PRINCETON, N.J. — Solveig Lucia Gold was setting the table in her backyard, next door to the house once occupied by Albert Einstein. Her yard is a sweeping field of emerald green grass leading down to the 18th-century blacksmith’s cottage with stone floors that houses her home study.
Ms. Gold, 27, was preparing for an intimate dinner with some of the few people — “our little cabal,” she said — who publicly admit to being on friendly terms with her and her husband, the recently fired (she prefers “canceled”) former Princeton classics professor Joshua Katz.
Most of the guests were much older than Ms. Gold. This included Dr. Katz, who is 52 and was once her professor. They married last July, four years after she finished Princeton with a summa cum laude degree in classics, and one year after Dr. Katz began his public fight with the campus left.
The couple ran arms wide open into the culture wars, which Ms. Gold says was characteristic of her, but not of him, the low-key professor whom everyone liked, who previously didn’t ruffle feathers at the university where he had worked since 1998. (“I am the alpha,” she wrote in an essay about their relationship.)
“I’m not Lady Macbeth in this story, but I am obviously implicated in some way in getting him involved,” she said.
“She gave me a certain kind of courage for doing this type of thing,” Dr. Katz said. “She was not responsible for my action in doing it.”
The trouble began on July 4, 2020, when a group of Princeton faculty sent a letter to the university’s president, demanding that the university combat institutional racism. “Anti-Blackness is foundational to America,” it declared.
Four days later, Dr. Katz responded with a manifesto, “A Declaration of Independence by a Princeton Professor,” in Quillette, which is something of a house organ for the so-called Intellectual Dark Web. He took issue with proposed changes that would “lead to civil war on campus and erode even further public confidence in how elite institutions of higher education operate.”
But the part that drew the most notice was his characterization of the Black Justice League — a student group that had called on Princeton to acknowledge the racist legacy of Woodrow Wilson some six years before it finally took his name off its public policy school, in June of 2020 — as a “a small local terrorist organization.”
As it happens, when she was a student at Princeton, Ms. Gold had helped found a group called the Princeton Open Campus Coalition for the express purpose of opposing the Black Justice League and its demands.
Outrage ensued over Dr. Katz’s choice of words, which he defended as “metaphorical.” Nearly two years later, this spring, Princeton fired Dr. Katz, who had tenure, saying it was not for his outspokenness, but for new information that had emerged about his conduct during a sexual relationship he’d had with a student some 15 years earlier, an affair he had been suspended over before.
Ms. Gold says she has often been the only one standing between her husband and utter despair, as his career crumbled and colleagues deserted him.
“He has said essentially that if I weren’t there, he probably wouldn’t be here either,” she said. “That’s a lot of pressure on me, being responsible for keeping someone alive. On the other hand, I’m glad to do it.”

******************************

→ Task list:
1. Summarize the article about Solveig Gold and Joshua Katz in two sentences.
2. Continue the article about Solveig Gold and Joshua Katz for a few more paragraphs, starting after its final quotation.

(Referring expression grounding data)
******************************

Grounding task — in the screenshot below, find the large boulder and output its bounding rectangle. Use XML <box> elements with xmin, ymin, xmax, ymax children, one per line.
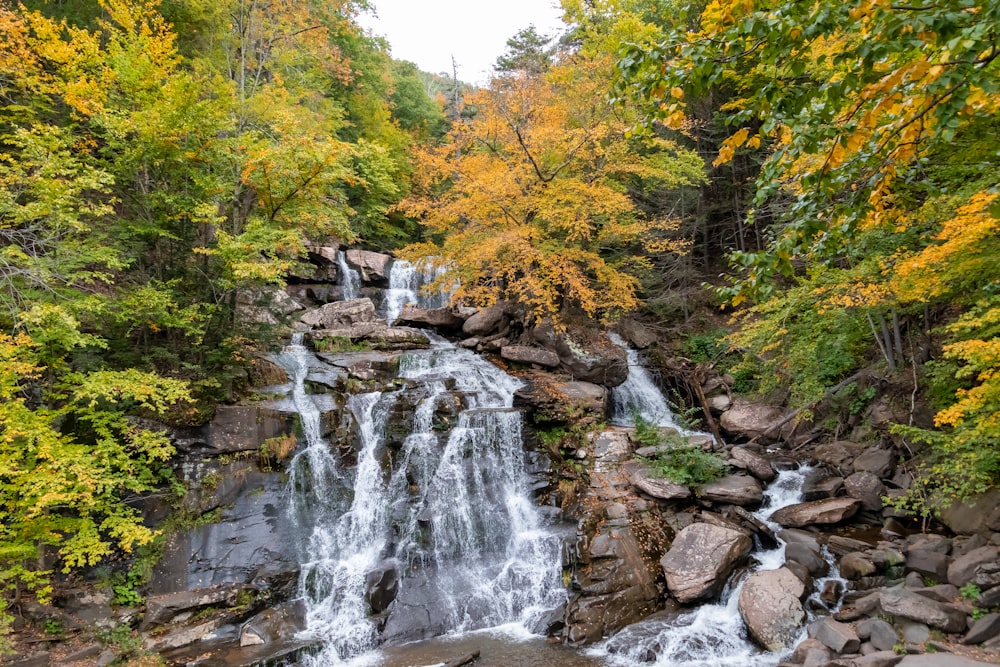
<box><xmin>698</xmin><ymin>475</ymin><xmax>764</xmax><ymax>506</ymax></box>
<box><xmin>301</xmin><ymin>298</ymin><xmax>375</xmax><ymax>329</ymax></box>
<box><xmin>345</xmin><ymin>248</ymin><xmax>392</xmax><ymax>283</ymax></box>
<box><xmin>531</xmin><ymin>320</ymin><xmax>628</xmax><ymax>387</ymax></box>
<box><xmin>500</xmin><ymin>345</ymin><xmax>559</xmax><ymax>368</ymax></box>
<box><xmin>948</xmin><ymin>546</ymin><xmax>1000</xmax><ymax>589</ymax></box>
<box><xmin>844</xmin><ymin>471</ymin><xmax>885</xmax><ymax>512</ymax></box>
<box><xmin>739</xmin><ymin>567</ymin><xmax>806</xmax><ymax>651</ymax></box>
<box><xmin>729</xmin><ymin>447</ymin><xmax>778</xmax><ymax>482</ymax></box>
<box><xmin>940</xmin><ymin>489</ymin><xmax>1000</xmax><ymax>535</ymax></box>
<box><xmin>622</xmin><ymin>461</ymin><xmax>691</xmax><ymax>500</ymax></box>
<box><xmin>660</xmin><ymin>523</ymin><xmax>753</xmax><ymax>603</ymax></box>
<box><xmin>393</xmin><ymin>304</ymin><xmax>465</xmax><ymax>331</ymax></box>
<box><xmin>719</xmin><ymin>398</ymin><xmax>785</xmax><ymax>438</ymax></box>
<box><xmin>236</xmin><ymin>287</ymin><xmax>305</xmax><ymax>325</ymax></box>
<box><xmin>462</xmin><ymin>303</ymin><xmax>508</xmax><ymax>336</ymax></box>
<box><xmin>771</xmin><ymin>498</ymin><xmax>861</xmax><ymax>528</ymax></box>
<box><xmin>879</xmin><ymin>588</ymin><xmax>965</xmax><ymax>632</ymax></box>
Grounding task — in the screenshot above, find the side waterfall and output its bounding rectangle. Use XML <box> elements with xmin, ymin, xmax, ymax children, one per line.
<box><xmin>279</xmin><ymin>337</ymin><xmax>566</xmax><ymax>667</ymax></box>
<box><xmin>382</xmin><ymin>259</ymin><xmax>453</xmax><ymax>324</ymax></box>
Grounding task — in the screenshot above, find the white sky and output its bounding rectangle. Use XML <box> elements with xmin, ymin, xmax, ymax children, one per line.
<box><xmin>358</xmin><ymin>0</ymin><xmax>564</xmax><ymax>84</ymax></box>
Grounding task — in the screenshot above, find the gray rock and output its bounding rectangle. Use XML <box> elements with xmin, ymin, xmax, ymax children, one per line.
<box><xmin>858</xmin><ymin>618</ymin><xmax>899</xmax><ymax>651</ymax></box>
<box><xmin>622</xmin><ymin>461</ymin><xmax>691</xmax><ymax>500</ymax></box>
<box><xmin>173</xmin><ymin>405</ymin><xmax>295</xmax><ymax>455</ymax></box>
<box><xmin>705</xmin><ymin>394</ymin><xmax>733</xmax><ymax>415</ymax></box>
<box><xmin>301</xmin><ymin>299</ymin><xmax>375</xmax><ymax>329</ymax></box>
<box><xmin>531</xmin><ymin>320</ymin><xmax>628</xmax><ymax>387</ymax></box>
<box><xmin>900</xmin><ymin>621</ymin><xmax>931</xmax><ymax>646</ymax></box>
<box><xmin>240</xmin><ymin>599</ymin><xmax>306</xmax><ymax>646</ymax></box>
<box><xmin>739</xmin><ymin>567</ymin><xmax>806</xmax><ymax>651</ymax></box>
<box><xmin>844</xmin><ymin>471</ymin><xmax>885</xmax><ymax>512</ymax></box>
<box><xmin>142</xmin><ymin>619</ymin><xmax>222</xmax><ymax>653</ymax></box>
<box><xmin>236</xmin><ymin>286</ymin><xmax>305</xmax><ymax>324</ymax></box>
<box><xmin>139</xmin><ymin>584</ymin><xmax>239</xmax><ymax>630</ymax></box>
<box><xmin>906</xmin><ymin>549</ymin><xmax>948</xmax><ymax>581</ymax></box>
<box><xmin>962</xmin><ymin>612</ymin><xmax>1000</xmax><ymax>644</ymax></box>
<box><xmin>719</xmin><ymin>398</ymin><xmax>785</xmax><ymax>438</ymax></box>
<box><xmin>462</xmin><ymin>303</ymin><xmax>507</xmax><ymax>336</ymax></box>
<box><xmin>660</xmin><ymin>523</ymin><xmax>753</xmax><ymax>603</ymax></box>
<box><xmin>344</xmin><ymin>248</ymin><xmax>392</xmax><ymax>283</ymax></box>
<box><xmin>802</xmin><ymin>471</ymin><xmax>844</xmax><ymax>502</ymax></box>
<box><xmin>854</xmin><ymin>449</ymin><xmax>896</xmax><ymax>479</ymax></box>
<box><xmin>913</xmin><ymin>584</ymin><xmax>958</xmax><ymax>604</ymax></box>
<box><xmin>698</xmin><ymin>475</ymin><xmax>763</xmax><ymax>506</ymax></box>
<box><xmin>365</xmin><ymin>563</ymin><xmax>399</xmax><ymax>614</ymax></box>
<box><xmin>785</xmin><ymin>542</ymin><xmax>830</xmax><ymax>577</ymax></box>
<box><xmin>729</xmin><ymin>447</ymin><xmax>778</xmax><ymax>482</ymax></box>
<box><xmin>940</xmin><ymin>489</ymin><xmax>1000</xmax><ymax>535</ymax></box>
<box><xmin>771</xmin><ymin>498</ymin><xmax>861</xmax><ymax>528</ymax></box>
<box><xmin>392</xmin><ymin>304</ymin><xmax>465</xmax><ymax>331</ymax></box>
<box><xmin>848</xmin><ymin>651</ymin><xmax>903</xmax><ymax>667</ymax></box>
<box><xmin>896</xmin><ymin>653</ymin><xmax>996</xmax><ymax>667</ymax></box>
<box><xmin>500</xmin><ymin>345</ymin><xmax>559</xmax><ymax>368</ymax></box>
<box><xmin>840</xmin><ymin>551</ymin><xmax>878</xmax><ymax>581</ymax></box>
<box><xmin>813</xmin><ymin>440</ymin><xmax>861</xmax><ymax>473</ymax></box>
<box><xmin>809</xmin><ymin>618</ymin><xmax>861</xmax><ymax>653</ymax></box>
<box><xmin>879</xmin><ymin>588</ymin><xmax>965</xmax><ymax>632</ymax></box>
<box><xmin>948</xmin><ymin>546</ymin><xmax>1000</xmax><ymax>588</ymax></box>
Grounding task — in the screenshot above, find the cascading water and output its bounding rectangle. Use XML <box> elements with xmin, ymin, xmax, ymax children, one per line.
<box><xmin>591</xmin><ymin>467</ymin><xmax>809</xmax><ymax>667</ymax></box>
<box><xmin>337</xmin><ymin>250</ymin><xmax>361</xmax><ymax>299</ymax></box>
<box><xmin>608</xmin><ymin>332</ymin><xmax>678</xmax><ymax>428</ymax></box>
<box><xmin>382</xmin><ymin>259</ymin><xmax>454</xmax><ymax>324</ymax></box>
<box><xmin>279</xmin><ymin>332</ymin><xmax>566</xmax><ymax>667</ymax></box>
<box><xmin>589</xmin><ymin>344</ymin><xmax>839</xmax><ymax>667</ymax></box>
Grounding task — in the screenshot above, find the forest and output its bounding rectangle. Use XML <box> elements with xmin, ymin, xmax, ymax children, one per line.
<box><xmin>0</xmin><ymin>0</ymin><xmax>1000</xmax><ymax>646</ymax></box>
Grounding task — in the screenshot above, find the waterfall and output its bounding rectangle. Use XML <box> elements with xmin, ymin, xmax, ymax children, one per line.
<box><xmin>590</xmin><ymin>467</ymin><xmax>810</xmax><ymax>667</ymax></box>
<box><xmin>608</xmin><ymin>332</ymin><xmax>679</xmax><ymax>429</ymax></box>
<box><xmin>337</xmin><ymin>250</ymin><xmax>361</xmax><ymax>300</ymax></box>
<box><xmin>382</xmin><ymin>259</ymin><xmax>454</xmax><ymax>325</ymax></box>
<box><xmin>279</xmin><ymin>332</ymin><xmax>566</xmax><ymax>667</ymax></box>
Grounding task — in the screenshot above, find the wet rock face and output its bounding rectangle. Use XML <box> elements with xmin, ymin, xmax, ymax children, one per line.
<box><xmin>719</xmin><ymin>398</ymin><xmax>784</xmax><ymax>438</ymax></box>
<box><xmin>660</xmin><ymin>523</ymin><xmax>753</xmax><ymax>603</ymax></box>
<box><xmin>739</xmin><ymin>567</ymin><xmax>806</xmax><ymax>651</ymax></box>
<box><xmin>771</xmin><ymin>498</ymin><xmax>861</xmax><ymax>528</ymax></box>
<box><xmin>150</xmin><ymin>473</ymin><xmax>299</xmax><ymax>595</ymax></box>
<box><xmin>531</xmin><ymin>320</ymin><xmax>628</xmax><ymax>387</ymax></box>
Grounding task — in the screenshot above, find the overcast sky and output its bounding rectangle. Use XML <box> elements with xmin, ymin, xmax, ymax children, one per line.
<box><xmin>359</xmin><ymin>0</ymin><xmax>563</xmax><ymax>84</ymax></box>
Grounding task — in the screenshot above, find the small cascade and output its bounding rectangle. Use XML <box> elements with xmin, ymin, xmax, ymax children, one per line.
<box><xmin>591</xmin><ymin>467</ymin><xmax>809</xmax><ymax>667</ymax></box>
<box><xmin>337</xmin><ymin>250</ymin><xmax>361</xmax><ymax>300</ymax></box>
<box><xmin>608</xmin><ymin>332</ymin><xmax>679</xmax><ymax>428</ymax></box>
<box><xmin>279</xmin><ymin>332</ymin><xmax>566</xmax><ymax>667</ymax></box>
<box><xmin>382</xmin><ymin>259</ymin><xmax>454</xmax><ymax>325</ymax></box>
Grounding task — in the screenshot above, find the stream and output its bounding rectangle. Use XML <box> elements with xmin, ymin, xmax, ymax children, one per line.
<box><xmin>270</xmin><ymin>262</ymin><xmax>836</xmax><ymax>667</ymax></box>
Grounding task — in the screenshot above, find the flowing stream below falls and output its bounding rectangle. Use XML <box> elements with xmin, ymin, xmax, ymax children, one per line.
<box><xmin>268</xmin><ymin>255</ymin><xmax>837</xmax><ymax>667</ymax></box>
<box><xmin>279</xmin><ymin>336</ymin><xmax>844</xmax><ymax>667</ymax></box>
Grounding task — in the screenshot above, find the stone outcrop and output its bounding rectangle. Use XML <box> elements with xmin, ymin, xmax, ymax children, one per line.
<box><xmin>719</xmin><ymin>398</ymin><xmax>785</xmax><ymax>438</ymax></box>
<box><xmin>697</xmin><ymin>475</ymin><xmax>764</xmax><ymax>507</ymax></box>
<box><xmin>500</xmin><ymin>345</ymin><xmax>559</xmax><ymax>368</ymax></box>
<box><xmin>739</xmin><ymin>567</ymin><xmax>806</xmax><ymax>651</ymax></box>
<box><xmin>771</xmin><ymin>498</ymin><xmax>861</xmax><ymax>528</ymax></box>
<box><xmin>622</xmin><ymin>461</ymin><xmax>691</xmax><ymax>500</ymax></box>
<box><xmin>300</xmin><ymin>298</ymin><xmax>375</xmax><ymax>329</ymax></box>
<box><xmin>393</xmin><ymin>305</ymin><xmax>465</xmax><ymax>332</ymax></box>
<box><xmin>660</xmin><ymin>523</ymin><xmax>753</xmax><ymax>603</ymax></box>
<box><xmin>345</xmin><ymin>248</ymin><xmax>392</xmax><ymax>284</ymax></box>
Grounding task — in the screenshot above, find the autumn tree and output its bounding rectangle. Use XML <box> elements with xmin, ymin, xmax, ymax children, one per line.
<box><xmin>618</xmin><ymin>0</ymin><xmax>1000</xmax><ymax>511</ymax></box>
<box><xmin>404</xmin><ymin>35</ymin><xmax>701</xmax><ymax>318</ymax></box>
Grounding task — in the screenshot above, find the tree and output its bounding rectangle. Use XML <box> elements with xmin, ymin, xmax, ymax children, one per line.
<box><xmin>403</xmin><ymin>40</ymin><xmax>702</xmax><ymax>319</ymax></box>
<box><xmin>617</xmin><ymin>0</ymin><xmax>1000</xmax><ymax>512</ymax></box>
<box><xmin>496</xmin><ymin>25</ymin><xmax>553</xmax><ymax>76</ymax></box>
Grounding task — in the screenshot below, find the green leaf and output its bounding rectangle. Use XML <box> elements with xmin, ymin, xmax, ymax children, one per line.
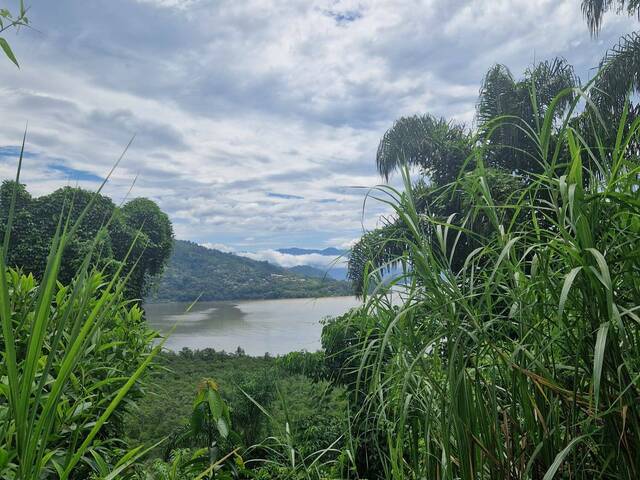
<box><xmin>0</xmin><ymin>37</ymin><xmax>20</xmax><ymax>68</ymax></box>
<box><xmin>207</xmin><ymin>389</ymin><xmax>223</xmax><ymax>420</ymax></box>
<box><xmin>593</xmin><ymin>322</ymin><xmax>609</xmax><ymax>412</ymax></box>
<box><xmin>216</xmin><ymin>418</ymin><xmax>229</xmax><ymax>438</ymax></box>
<box><xmin>542</xmin><ymin>435</ymin><xmax>588</xmax><ymax>480</ymax></box>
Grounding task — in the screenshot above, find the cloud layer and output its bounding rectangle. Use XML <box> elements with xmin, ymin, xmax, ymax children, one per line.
<box><xmin>0</xmin><ymin>0</ymin><xmax>636</xmax><ymax>251</ymax></box>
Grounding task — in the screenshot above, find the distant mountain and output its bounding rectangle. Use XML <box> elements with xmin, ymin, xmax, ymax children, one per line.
<box><xmin>287</xmin><ymin>265</ymin><xmax>332</xmax><ymax>278</ymax></box>
<box><xmin>276</xmin><ymin>247</ymin><xmax>349</xmax><ymax>280</ymax></box>
<box><xmin>147</xmin><ymin>240</ymin><xmax>352</xmax><ymax>302</ymax></box>
<box><xmin>277</xmin><ymin>247</ymin><xmax>347</xmax><ymax>257</ymax></box>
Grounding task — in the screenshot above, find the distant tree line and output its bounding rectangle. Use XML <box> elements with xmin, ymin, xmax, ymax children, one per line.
<box><xmin>0</xmin><ymin>181</ymin><xmax>173</xmax><ymax>299</ymax></box>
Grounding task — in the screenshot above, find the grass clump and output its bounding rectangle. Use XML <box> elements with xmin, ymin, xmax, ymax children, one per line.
<box><xmin>323</xmin><ymin>95</ymin><xmax>640</xmax><ymax>480</ymax></box>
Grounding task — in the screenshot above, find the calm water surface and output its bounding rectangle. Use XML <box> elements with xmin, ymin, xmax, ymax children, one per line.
<box><xmin>145</xmin><ymin>297</ymin><xmax>359</xmax><ymax>355</ymax></box>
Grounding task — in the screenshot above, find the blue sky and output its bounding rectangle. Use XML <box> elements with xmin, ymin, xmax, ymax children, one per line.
<box><xmin>0</xmin><ymin>0</ymin><xmax>637</xmax><ymax>262</ymax></box>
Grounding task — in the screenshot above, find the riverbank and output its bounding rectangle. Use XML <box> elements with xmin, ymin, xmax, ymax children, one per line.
<box><xmin>145</xmin><ymin>297</ymin><xmax>360</xmax><ymax>357</ymax></box>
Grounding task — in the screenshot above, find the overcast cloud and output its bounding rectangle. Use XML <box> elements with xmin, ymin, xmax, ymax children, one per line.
<box><xmin>0</xmin><ymin>0</ymin><xmax>637</xmax><ymax>251</ymax></box>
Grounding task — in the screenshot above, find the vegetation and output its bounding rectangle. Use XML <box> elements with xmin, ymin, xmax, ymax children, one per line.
<box><xmin>0</xmin><ymin>181</ymin><xmax>173</xmax><ymax>299</ymax></box>
<box><xmin>0</xmin><ymin>154</ymin><xmax>161</xmax><ymax>480</ymax></box>
<box><xmin>0</xmin><ymin>0</ymin><xmax>29</xmax><ymax>68</ymax></box>
<box><xmin>0</xmin><ymin>1</ymin><xmax>640</xmax><ymax>480</ymax></box>
<box><xmin>126</xmin><ymin>349</ymin><xmax>346</xmax><ymax>479</ymax></box>
<box><xmin>149</xmin><ymin>240</ymin><xmax>351</xmax><ymax>302</ymax></box>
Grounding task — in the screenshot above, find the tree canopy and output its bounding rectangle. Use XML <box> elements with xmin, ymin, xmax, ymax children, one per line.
<box><xmin>0</xmin><ymin>181</ymin><xmax>173</xmax><ymax>299</ymax></box>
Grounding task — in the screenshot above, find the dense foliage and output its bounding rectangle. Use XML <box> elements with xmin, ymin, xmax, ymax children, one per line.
<box><xmin>126</xmin><ymin>349</ymin><xmax>346</xmax><ymax>479</ymax></box>
<box><xmin>150</xmin><ymin>240</ymin><xmax>351</xmax><ymax>301</ymax></box>
<box><xmin>0</xmin><ymin>181</ymin><xmax>173</xmax><ymax>299</ymax></box>
<box><xmin>323</xmin><ymin>92</ymin><xmax>640</xmax><ymax>480</ymax></box>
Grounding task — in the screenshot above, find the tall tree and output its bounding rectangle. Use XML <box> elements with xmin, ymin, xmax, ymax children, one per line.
<box><xmin>582</xmin><ymin>0</ymin><xmax>640</xmax><ymax>35</ymax></box>
<box><xmin>0</xmin><ymin>181</ymin><xmax>173</xmax><ymax>299</ymax></box>
<box><xmin>376</xmin><ymin>114</ymin><xmax>471</xmax><ymax>184</ymax></box>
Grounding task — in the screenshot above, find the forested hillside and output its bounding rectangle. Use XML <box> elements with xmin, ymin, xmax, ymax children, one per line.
<box><xmin>148</xmin><ymin>240</ymin><xmax>351</xmax><ymax>301</ymax></box>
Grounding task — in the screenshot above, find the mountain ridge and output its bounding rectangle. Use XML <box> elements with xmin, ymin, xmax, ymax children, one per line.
<box><xmin>147</xmin><ymin>240</ymin><xmax>352</xmax><ymax>302</ymax></box>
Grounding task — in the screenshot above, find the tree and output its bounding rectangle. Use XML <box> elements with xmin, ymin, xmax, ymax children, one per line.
<box><xmin>476</xmin><ymin>58</ymin><xmax>578</xmax><ymax>174</ymax></box>
<box><xmin>376</xmin><ymin>114</ymin><xmax>471</xmax><ymax>184</ymax></box>
<box><xmin>582</xmin><ymin>0</ymin><xmax>640</xmax><ymax>35</ymax></box>
<box><xmin>0</xmin><ymin>181</ymin><xmax>173</xmax><ymax>299</ymax></box>
<box><xmin>348</xmin><ymin>58</ymin><xmax>579</xmax><ymax>295</ymax></box>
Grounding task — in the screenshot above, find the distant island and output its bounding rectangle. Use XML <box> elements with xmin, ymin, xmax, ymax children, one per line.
<box><xmin>146</xmin><ymin>240</ymin><xmax>353</xmax><ymax>302</ymax></box>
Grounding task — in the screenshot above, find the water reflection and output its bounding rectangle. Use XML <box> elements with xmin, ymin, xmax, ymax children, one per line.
<box><xmin>145</xmin><ymin>297</ymin><xmax>359</xmax><ymax>355</ymax></box>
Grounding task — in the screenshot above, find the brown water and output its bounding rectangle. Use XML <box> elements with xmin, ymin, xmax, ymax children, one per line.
<box><xmin>145</xmin><ymin>297</ymin><xmax>359</xmax><ymax>355</ymax></box>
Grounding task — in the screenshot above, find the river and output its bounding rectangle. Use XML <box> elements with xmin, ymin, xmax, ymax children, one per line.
<box><xmin>144</xmin><ymin>297</ymin><xmax>359</xmax><ymax>356</ymax></box>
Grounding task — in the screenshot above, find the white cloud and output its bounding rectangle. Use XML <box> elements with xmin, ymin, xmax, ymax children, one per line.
<box><xmin>200</xmin><ymin>242</ymin><xmax>235</xmax><ymax>253</ymax></box>
<box><xmin>0</xmin><ymin>0</ymin><xmax>636</xmax><ymax>250</ymax></box>
<box><xmin>236</xmin><ymin>250</ymin><xmax>348</xmax><ymax>270</ymax></box>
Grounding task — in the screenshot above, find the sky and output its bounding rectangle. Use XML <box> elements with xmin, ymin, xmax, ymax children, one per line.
<box><xmin>0</xmin><ymin>0</ymin><xmax>638</xmax><ymax>263</ymax></box>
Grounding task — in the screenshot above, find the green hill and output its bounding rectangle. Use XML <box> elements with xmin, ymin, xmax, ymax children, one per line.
<box><xmin>147</xmin><ymin>240</ymin><xmax>352</xmax><ymax>302</ymax></box>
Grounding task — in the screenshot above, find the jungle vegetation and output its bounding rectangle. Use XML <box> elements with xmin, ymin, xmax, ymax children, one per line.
<box><xmin>0</xmin><ymin>1</ymin><xmax>640</xmax><ymax>480</ymax></box>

******************************

→ Answers for the exercise:
1. Solveig Lucia Gold, 27, a Princeton classics graduate, married her former professor Joshua Katz, whom Princeton fired this spring nearly two years after his July 2020 Quillette essay called the Black Justice League "a small local terrorist organization." Princeton said the firing was not for his outspokenness but for new information about his conduct in a sexual relationship with a student some 15 years earlier, and Ms. Gold says she has often been the only one standing between him and utter despair.

2.
A certain amount of prurient interest accompanied the revelation that the Princeton professor who’d lost his job over a relationship with one former student was now married to another. Ms. Gold doesn’t shy away from it. On her Twitter account, her avatar is a photo of herself in a wedding dress, and the background picture is of her with a group of Princeton professors, including her husband.
And when Dr. Katz lost his job, Ms. Gold promptly published an essay about their relationship in Common Sense, the newsletter run by Bari Weiss, a former writer and editor for the opinion department of The New York Times. (“My alma mater is not the school I once loved,” went part of the headline. “But Joshua Katz is exactly the man I knew I married.”)
“He’s young at heart, and I’m an old soul, and it works,” Ms. Gold said later.
While she is not a national player yet, she has long imagined the possibility. When Ms. Gold was named a winner of the Pyne prize, one of Princeton’s highest undergraduate honors for which Dr. Katz (they were not in a relationship at the time) was one of her nominators, the official announcement said she aspired to become a public intellectual. (She had a head start. Ms. Gold and her grandfather Robert W. Jenson, a Lutheran theologian, wrote a book, “Conversations With Poppi About God,” when she was just 8.)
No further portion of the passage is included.